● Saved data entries
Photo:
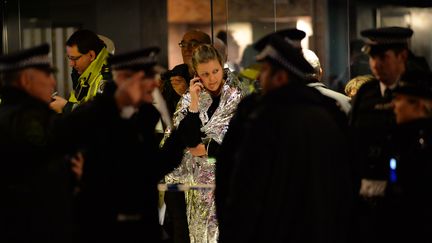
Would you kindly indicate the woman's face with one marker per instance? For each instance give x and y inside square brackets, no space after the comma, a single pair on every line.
[211,75]
[407,108]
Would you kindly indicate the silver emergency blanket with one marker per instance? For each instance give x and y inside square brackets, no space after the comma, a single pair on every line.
[201,211]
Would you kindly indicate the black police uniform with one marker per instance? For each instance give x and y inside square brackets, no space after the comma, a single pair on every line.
[408,197]
[289,180]
[119,197]
[373,122]
[35,180]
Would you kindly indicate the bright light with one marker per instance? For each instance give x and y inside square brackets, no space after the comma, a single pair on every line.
[393,164]
[305,24]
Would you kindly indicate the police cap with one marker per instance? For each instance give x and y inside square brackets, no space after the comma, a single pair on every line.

● YOUR TASK
Set down every line above exactly, pictures excluded.

● YOUR SOLUTION
Photo:
Would you kindly indicate the woman's face with one marker per instance? For each instance give x and y inside square brackets, no space after the comma, a single pair on every line.
[211,75]
[407,108]
Would you kindly indicate the silver emergency blanket with one marker per instance? For each instance give x and y inside square brackets, no space after the comma, a single pair on every line.
[201,211]
Would you kindly indicate the black police uniform with one marker per instance? For each instance give x and y inside square brackets, no space after the comma, a single pair on every line.
[408,197]
[289,180]
[119,197]
[373,122]
[35,180]
Would you kindly indicate the bright light with one marker per instance? For each instance give x and y inside square brackets, no space after the comma, a single pair on every line.
[393,164]
[305,24]
Would you kindly indicate the police cap with one marker per instance? For each instance give x and y inside square brackets, no space after the comma, a single pair on every line.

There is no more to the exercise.